ACTIONS TO TAKE.
1. In the book review, what did a Palestinian Authority paving crew once have a Yamas stakeout team do?
2. Translate this sentence from the book review into Spanish: "Disguises were so good that a Palestinian Authority paving crew once had a Yamas stakeout team help direct traffic."

SELECTED TEXT.
.....
The Ghost Warriors: Inside Israel’s Undercover War against Suicide Terrorism, by Samuel M. Katz, Berkley Caliber, 371 pages, $27
Reviewed by NEAL GENDLER
Yamas may be the most potent Israeli anti-terrorism unit of which you’ve never heard. But don’t feel bad.
“Few in Israel know what the Yamas did during the [second] intifada,” says Samuel M. Katz, whose Ghost Warriors recounts daring operations of this undercover unit of the Israel Border Police.
Its multiethnic members used disguise, cunning and courage to penetrate Arab cities, villages and refugee camps, finding, seizing — sometimes killing — terrorist leaders. A Wikipedia entry claims that, until recently, Israel denied Yamas’ existence.
“The successful pursuit of terror suspects depended on the ability to move invisibly inside Palestinian areas, often for prolonged stakeouts,” Katz says. Disguises were so good that a Palestinian Authority paving crew once had a Yamas stakeout team help direct traffic.
In the eight-year intifada that began in 2000, Yamas’ members were tasked 24/7, many days with multiple operations — some organized to the smallest detail, others thrown together while speeding to grab a suddenly spotted suspect.
.....
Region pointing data
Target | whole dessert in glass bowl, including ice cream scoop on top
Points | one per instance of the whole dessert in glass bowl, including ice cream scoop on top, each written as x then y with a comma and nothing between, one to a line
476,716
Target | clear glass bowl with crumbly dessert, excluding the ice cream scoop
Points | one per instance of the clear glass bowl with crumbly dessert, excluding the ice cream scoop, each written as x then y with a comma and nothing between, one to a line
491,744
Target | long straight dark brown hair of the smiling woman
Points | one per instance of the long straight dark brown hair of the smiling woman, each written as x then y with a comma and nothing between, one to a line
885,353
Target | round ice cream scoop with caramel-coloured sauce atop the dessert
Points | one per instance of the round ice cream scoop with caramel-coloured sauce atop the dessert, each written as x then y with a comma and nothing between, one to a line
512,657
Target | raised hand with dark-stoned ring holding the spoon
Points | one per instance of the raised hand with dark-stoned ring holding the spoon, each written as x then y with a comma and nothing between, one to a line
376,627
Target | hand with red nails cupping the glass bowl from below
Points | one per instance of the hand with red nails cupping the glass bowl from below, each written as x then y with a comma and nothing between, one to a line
.....
ANSWERS TO EACH TASK.
1. Help direct traffic.

2. Los disfraces eran tan buenos que una cuadrilla de pavimentación de la Autoridad Palestina llegó a poner a un equipo de vigilancia de Yamas a ayudar a dirigir el tráfico.